> _Task instructions_: Starting at the line with "[point] every instance of the young", return every line through the final one of the data, word for word. Pictures stay out.

(Stored items from a collection)
* BEGIN *
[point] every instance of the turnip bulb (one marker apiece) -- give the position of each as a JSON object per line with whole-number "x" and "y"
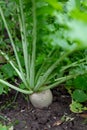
{"x": 41, "y": 99}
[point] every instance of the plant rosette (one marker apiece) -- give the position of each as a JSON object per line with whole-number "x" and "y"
{"x": 41, "y": 99}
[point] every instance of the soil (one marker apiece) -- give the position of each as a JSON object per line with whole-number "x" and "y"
{"x": 24, "y": 116}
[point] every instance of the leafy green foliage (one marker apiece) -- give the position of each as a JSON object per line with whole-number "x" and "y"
{"x": 48, "y": 41}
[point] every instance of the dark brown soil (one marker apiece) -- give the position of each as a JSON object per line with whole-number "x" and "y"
{"x": 25, "y": 117}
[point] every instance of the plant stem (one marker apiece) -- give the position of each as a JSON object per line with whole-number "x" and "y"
{"x": 34, "y": 35}
{"x": 24, "y": 39}
{"x": 43, "y": 79}
{"x": 59, "y": 81}
{"x": 13, "y": 45}
{"x": 15, "y": 88}
{"x": 74, "y": 64}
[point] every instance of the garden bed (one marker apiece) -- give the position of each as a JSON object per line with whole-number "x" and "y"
{"x": 24, "y": 116}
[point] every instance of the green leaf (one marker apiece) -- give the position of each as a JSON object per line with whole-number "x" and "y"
{"x": 1, "y": 89}
{"x": 79, "y": 96}
{"x": 77, "y": 33}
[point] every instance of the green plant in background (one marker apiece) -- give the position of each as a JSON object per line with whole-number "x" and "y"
{"x": 43, "y": 38}
{"x": 4, "y": 127}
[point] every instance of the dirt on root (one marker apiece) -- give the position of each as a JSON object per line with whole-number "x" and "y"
{"x": 24, "y": 116}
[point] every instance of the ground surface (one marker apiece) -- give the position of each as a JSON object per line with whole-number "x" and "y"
{"x": 25, "y": 117}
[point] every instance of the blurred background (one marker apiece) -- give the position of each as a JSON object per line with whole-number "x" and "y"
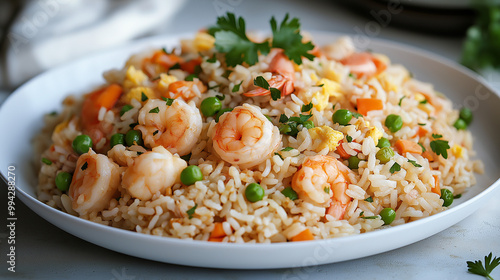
{"x": 37, "y": 35}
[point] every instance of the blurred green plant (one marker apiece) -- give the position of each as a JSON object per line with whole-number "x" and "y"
{"x": 482, "y": 44}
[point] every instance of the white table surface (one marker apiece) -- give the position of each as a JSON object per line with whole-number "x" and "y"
{"x": 45, "y": 252}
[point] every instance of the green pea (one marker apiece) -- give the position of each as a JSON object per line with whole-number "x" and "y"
{"x": 342, "y": 116}
{"x": 290, "y": 193}
{"x": 191, "y": 175}
{"x": 388, "y": 215}
{"x": 394, "y": 122}
{"x": 466, "y": 115}
{"x": 385, "y": 154}
{"x": 383, "y": 142}
{"x": 116, "y": 139}
{"x": 460, "y": 124}
{"x": 308, "y": 124}
{"x": 353, "y": 162}
{"x": 221, "y": 112}
{"x": 125, "y": 108}
{"x": 210, "y": 106}
{"x": 82, "y": 144}
{"x": 447, "y": 197}
{"x": 133, "y": 137}
{"x": 254, "y": 192}
{"x": 63, "y": 180}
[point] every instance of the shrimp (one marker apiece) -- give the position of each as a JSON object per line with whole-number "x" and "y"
{"x": 364, "y": 64}
{"x": 283, "y": 75}
{"x": 245, "y": 137}
{"x": 186, "y": 90}
{"x": 95, "y": 182}
{"x": 176, "y": 127}
{"x": 319, "y": 179}
{"x": 151, "y": 172}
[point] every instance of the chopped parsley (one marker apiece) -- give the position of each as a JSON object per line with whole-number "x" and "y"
{"x": 186, "y": 157}
{"x": 261, "y": 82}
{"x": 401, "y": 100}
{"x": 231, "y": 39}
{"x": 191, "y": 210}
{"x": 440, "y": 147}
{"x": 395, "y": 168}
{"x": 236, "y": 88}
{"x": 169, "y": 101}
{"x": 287, "y": 37}
{"x": 306, "y": 107}
{"x": 476, "y": 267}
{"x": 155, "y": 110}
{"x": 414, "y": 163}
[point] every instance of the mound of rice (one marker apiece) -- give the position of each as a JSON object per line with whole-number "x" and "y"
{"x": 193, "y": 211}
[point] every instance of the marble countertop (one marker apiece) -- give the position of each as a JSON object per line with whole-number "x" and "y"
{"x": 46, "y": 252}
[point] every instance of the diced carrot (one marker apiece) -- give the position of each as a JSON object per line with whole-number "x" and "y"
{"x": 428, "y": 156}
{"x": 303, "y": 236}
{"x": 218, "y": 230}
{"x": 190, "y": 66}
{"x": 216, "y": 239}
{"x": 104, "y": 97}
{"x": 407, "y": 146}
{"x": 368, "y": 104}
{"x": 436, "y": 189}
{"x": 343, "y": 154}
{"x": 422, "y": 132}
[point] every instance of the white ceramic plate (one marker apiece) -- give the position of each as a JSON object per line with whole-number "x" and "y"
{"x": 22, "y": 113}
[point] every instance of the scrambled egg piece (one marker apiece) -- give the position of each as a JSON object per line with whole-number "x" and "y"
{"x": 329, "y": 88}
{"x": 330, "y": 138}
{"x": 134, "y": 77}
{"x": 165, "y": 81}
{"x": 457, "y": 151}
{"x": 203, "y": 41}
{"x": 136, "y": 93}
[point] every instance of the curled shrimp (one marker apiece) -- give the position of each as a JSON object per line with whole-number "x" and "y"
{"x": 364, "y": 64}
{"x": 95, "y": 182}
{"x": 154, "y": 171}
{"x": 320, "y": 179}
{"x": 245, "y": 137}
{"x": 283, "y": 75}
{"x": 176, "y": 127}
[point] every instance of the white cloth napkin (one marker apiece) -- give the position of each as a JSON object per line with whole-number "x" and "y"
{"x": 47, "y": 33}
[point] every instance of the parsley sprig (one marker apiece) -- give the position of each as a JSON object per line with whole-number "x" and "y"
{"x": 476, "y": 267}
{"x": 231, "y": 39}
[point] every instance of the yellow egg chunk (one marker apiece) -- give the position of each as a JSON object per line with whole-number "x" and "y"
{"x": 330, "y": 138}
{"x": 134, "y": 78}
{"x": 329, "y": 88}
{"x": 457, "y": 151}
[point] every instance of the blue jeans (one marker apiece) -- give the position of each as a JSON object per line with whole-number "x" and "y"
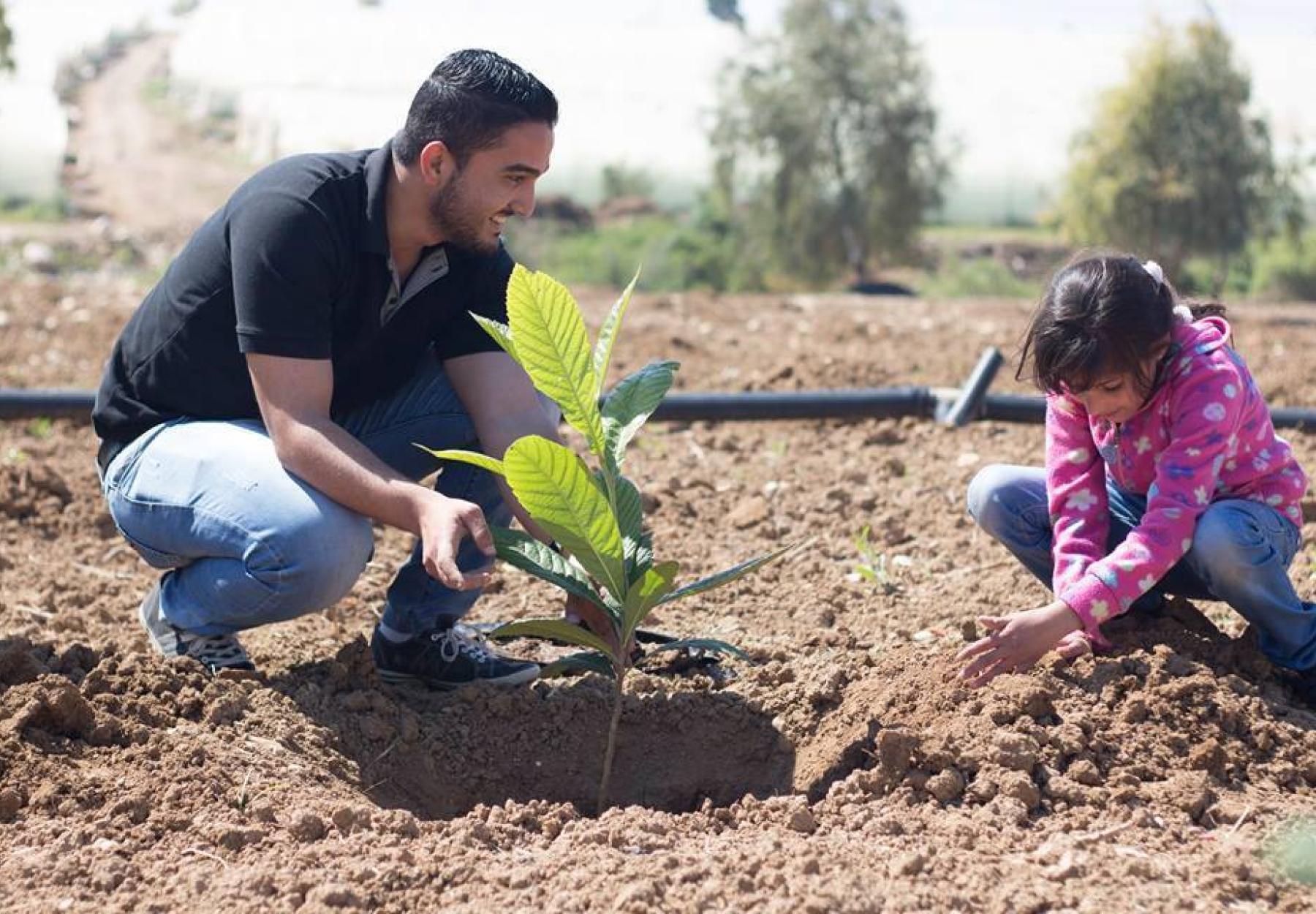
{"x": 245, "y": 543}
{"x": 1240, "y": 555}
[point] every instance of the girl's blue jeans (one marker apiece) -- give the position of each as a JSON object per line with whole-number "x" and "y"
{"x": 1240, "y": 555}
{"x": 245, "y": 543}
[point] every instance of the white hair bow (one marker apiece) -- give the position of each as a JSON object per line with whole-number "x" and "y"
{"x": 1156, "y": 273}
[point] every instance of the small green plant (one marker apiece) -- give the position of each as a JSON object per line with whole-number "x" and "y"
{"x": 1293, "y": 851}
{"x": 873, "y": 564}
{"x": 595, "y": 515}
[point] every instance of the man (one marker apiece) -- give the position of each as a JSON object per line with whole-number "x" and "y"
{"x": 261, "y": 407}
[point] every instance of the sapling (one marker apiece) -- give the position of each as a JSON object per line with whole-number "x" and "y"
{"x": 595, "y": 516}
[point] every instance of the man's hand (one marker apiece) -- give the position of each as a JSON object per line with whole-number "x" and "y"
{"x": 1019, "y": 641}
{"x": 444, "y": 523}
{"x": 579, "y": 610}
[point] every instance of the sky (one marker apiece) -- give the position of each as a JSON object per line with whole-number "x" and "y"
{"x": 638, "y": 78}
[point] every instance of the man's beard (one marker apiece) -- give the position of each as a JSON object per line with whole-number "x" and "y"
{"x": 460, "y": 223}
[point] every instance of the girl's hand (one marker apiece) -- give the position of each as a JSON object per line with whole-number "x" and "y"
{"x": 1019, "y": 641}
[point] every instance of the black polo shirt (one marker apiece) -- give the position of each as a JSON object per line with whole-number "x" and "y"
{"x": 295, "y": 264}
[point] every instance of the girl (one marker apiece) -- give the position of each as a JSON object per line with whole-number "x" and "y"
{"x": 1164, "y": 475}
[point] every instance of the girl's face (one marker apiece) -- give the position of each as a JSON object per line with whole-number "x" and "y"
{"x": 1116, "y": 398}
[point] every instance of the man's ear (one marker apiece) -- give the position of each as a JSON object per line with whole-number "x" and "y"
{"x": 436, "y": 162}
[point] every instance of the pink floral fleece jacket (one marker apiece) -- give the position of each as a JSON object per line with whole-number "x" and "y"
{"x": 1206, "y": 435}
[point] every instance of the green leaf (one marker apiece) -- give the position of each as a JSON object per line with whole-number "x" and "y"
{"x": 631, "y": 404}
{"x": 645, "y": 594}
{"x": 732, "y": 573}
{"x": 553, "y": 348}
{"x": 702, "y": 644}
{"x": 531, "y": 556}
{"x": 636, "y": 543}
{"x": 500, "y": 332}
{"x": 578, "y": 662}
{"x": 608, "y": 332}
{"x": 553, "y": 630}
{"x": 556, "y": 488}
{"x": 475, "y": 457}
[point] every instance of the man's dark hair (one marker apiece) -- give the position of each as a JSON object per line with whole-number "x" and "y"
{"x": 470, "y": 99}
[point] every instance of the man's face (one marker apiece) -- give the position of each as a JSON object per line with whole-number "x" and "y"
{"x": 469, "y": 210}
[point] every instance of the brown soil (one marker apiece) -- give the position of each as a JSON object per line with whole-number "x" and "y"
{"x": 842, "y": 769}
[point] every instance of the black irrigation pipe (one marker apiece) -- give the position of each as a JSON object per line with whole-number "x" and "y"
{"x": 953, "y": 406}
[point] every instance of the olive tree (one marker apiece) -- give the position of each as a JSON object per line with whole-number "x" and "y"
{"x": 1174, "y": 164}
{"x": 827, "y": 140}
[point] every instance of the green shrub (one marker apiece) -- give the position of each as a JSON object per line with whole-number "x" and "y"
{"x": 1286, "y": 269}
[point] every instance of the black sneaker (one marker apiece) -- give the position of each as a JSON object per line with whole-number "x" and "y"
{"x": 447, "y": 657}
{"x": 215, "y": 652}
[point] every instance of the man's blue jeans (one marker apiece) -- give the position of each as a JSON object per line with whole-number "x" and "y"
{"x": 245, "y": 543}
{"x": 1240, "y": 555}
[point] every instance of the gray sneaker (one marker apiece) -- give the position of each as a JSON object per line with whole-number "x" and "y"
{"x": 213, "y": 652}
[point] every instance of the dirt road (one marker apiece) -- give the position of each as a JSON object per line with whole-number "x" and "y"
{"x": 138, "y": 162}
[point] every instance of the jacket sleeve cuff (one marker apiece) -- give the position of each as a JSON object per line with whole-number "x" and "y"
{"x": 1092, "y": 603}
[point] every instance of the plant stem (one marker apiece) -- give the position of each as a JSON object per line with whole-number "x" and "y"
{"x": 612, "y": 741}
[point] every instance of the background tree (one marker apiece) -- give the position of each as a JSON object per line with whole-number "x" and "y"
{"x": 6, "y": 42}
{"x": 621, "y": 181}
{"x": 1174, "y": 165}
{"x": 828, "y": 132}
{"x": 727, "y": 11}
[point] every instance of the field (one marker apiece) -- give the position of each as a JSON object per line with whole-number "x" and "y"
{"x": 842, "y": 769}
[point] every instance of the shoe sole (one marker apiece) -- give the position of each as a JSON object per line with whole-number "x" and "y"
{"x": 520, "y": 677}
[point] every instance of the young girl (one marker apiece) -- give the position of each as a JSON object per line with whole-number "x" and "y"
{"x": 1164, "y": 476}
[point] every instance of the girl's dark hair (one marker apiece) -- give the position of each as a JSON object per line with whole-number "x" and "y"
{"x": 470, "y": 99}
{"x": 1102, "y": 315}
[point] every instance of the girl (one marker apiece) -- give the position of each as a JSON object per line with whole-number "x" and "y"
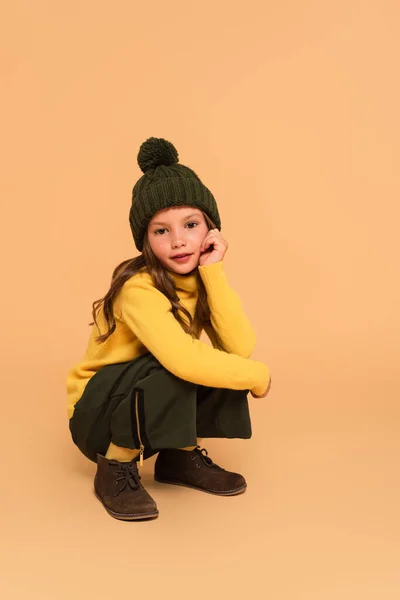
{"x": 147, "y": 384}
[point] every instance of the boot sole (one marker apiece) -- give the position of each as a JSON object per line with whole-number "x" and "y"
{"x": 200, "y": 489}
{"x": 122, "y": 517}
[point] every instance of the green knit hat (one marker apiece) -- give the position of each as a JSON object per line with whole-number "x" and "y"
* END *
> _Correct answer_:
[point] every instance of the young girl (one marker apiece) -- give the position of each as a JSON object per line with whole-number "x" and "y"
{"x": 1164, "y": 476}
[point] every instance of the girl's dark hair (one marker apiece) -- give the position of each as a JSON object per line with whole-number "x" and "y"
{"x": 470, "y": 99}
{"x": 1102, "y": 315}
[point] every instance of the girl (one marker apiece) -- give the position of each as a JSON object per line with whole-number "x" and "y"
{"x": 147, "y": 384}
[point] every instance of the boot sole (one marker apiece) -- give the position of each as a JSON object per line with whole-number "x" and "y"
{"x": 200, "y": 489}
{"x": 122, "y": 517}
[point] every instance of the green knit hat (one marker apiece) -- give the position of each as a JSON object per line with whole-number "x" and "y"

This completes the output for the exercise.